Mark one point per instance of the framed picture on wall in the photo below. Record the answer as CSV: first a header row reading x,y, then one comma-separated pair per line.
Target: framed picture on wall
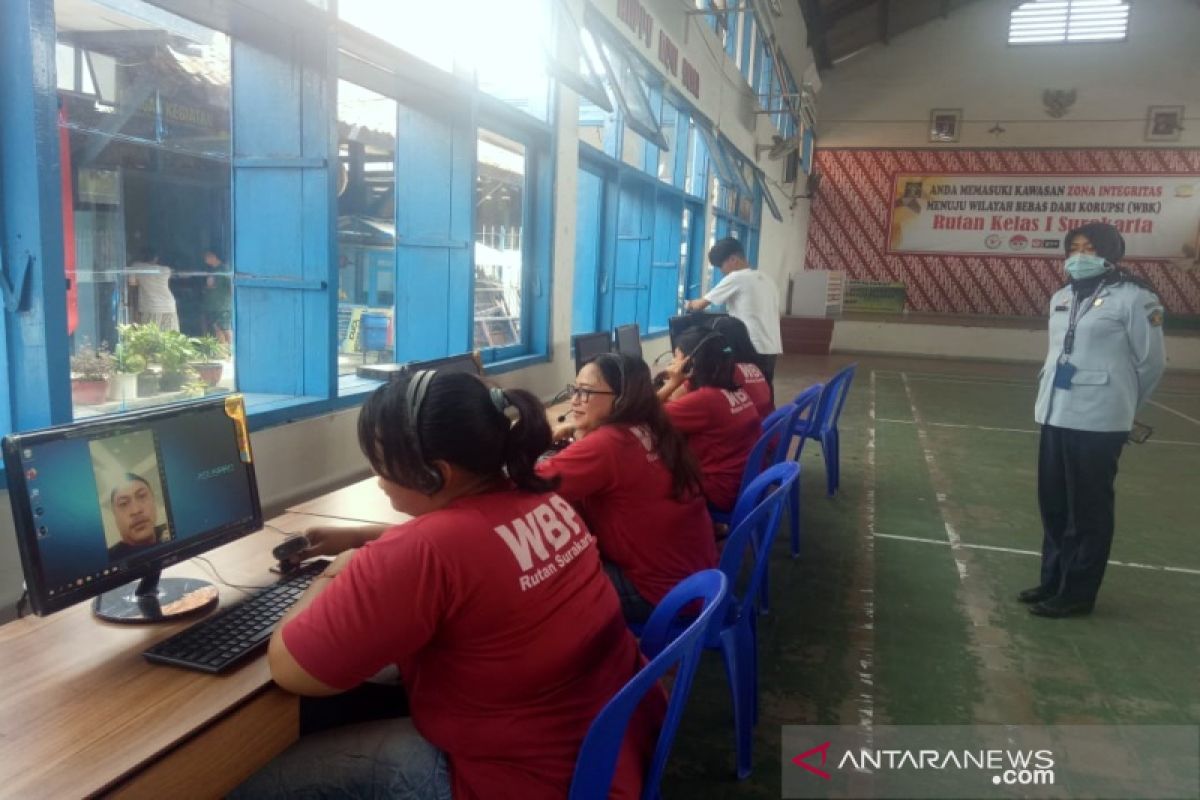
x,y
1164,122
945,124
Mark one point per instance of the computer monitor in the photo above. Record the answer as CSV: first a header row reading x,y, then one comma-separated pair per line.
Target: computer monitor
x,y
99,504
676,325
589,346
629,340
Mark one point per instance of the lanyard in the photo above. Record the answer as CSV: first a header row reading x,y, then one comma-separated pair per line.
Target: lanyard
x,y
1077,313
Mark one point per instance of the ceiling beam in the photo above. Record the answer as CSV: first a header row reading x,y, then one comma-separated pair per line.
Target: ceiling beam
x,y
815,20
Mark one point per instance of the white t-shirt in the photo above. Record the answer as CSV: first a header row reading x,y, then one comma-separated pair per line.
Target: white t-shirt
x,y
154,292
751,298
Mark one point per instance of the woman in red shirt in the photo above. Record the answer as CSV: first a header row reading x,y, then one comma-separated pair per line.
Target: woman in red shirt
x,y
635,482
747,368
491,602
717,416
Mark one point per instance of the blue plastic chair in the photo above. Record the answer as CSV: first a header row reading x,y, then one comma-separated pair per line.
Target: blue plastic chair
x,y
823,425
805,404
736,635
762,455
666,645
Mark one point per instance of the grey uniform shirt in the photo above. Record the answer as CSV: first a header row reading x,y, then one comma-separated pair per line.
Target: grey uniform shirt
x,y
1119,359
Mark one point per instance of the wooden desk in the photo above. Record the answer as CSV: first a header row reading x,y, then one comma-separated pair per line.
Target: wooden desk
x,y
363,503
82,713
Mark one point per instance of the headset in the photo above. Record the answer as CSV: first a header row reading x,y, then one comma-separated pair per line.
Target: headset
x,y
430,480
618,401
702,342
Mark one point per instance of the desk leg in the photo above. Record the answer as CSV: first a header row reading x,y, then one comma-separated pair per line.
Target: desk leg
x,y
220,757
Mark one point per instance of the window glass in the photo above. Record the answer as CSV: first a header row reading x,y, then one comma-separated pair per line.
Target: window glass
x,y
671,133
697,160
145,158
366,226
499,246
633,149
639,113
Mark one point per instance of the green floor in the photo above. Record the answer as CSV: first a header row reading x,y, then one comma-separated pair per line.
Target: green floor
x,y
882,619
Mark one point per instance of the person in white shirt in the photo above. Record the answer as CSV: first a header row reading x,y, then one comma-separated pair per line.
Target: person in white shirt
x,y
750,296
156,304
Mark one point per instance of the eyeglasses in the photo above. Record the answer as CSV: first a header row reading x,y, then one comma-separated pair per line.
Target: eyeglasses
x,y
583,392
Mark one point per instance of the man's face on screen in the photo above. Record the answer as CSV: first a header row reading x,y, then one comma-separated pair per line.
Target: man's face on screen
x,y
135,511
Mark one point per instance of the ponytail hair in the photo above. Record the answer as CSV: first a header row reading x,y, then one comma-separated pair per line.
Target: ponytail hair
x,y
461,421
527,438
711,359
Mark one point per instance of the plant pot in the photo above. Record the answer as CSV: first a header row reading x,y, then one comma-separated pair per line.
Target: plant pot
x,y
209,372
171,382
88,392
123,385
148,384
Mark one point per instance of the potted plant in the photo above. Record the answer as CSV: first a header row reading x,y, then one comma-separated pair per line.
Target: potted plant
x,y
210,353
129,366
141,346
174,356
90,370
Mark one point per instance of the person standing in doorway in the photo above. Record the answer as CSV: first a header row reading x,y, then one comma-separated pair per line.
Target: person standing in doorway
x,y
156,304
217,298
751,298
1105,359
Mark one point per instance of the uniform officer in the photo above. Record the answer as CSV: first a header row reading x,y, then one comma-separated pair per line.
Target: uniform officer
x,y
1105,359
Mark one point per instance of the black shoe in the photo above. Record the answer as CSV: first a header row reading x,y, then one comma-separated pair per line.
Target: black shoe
___
> What is required:
Say, as a single number, how many lines of the records hold the word "black".

> The answer:
2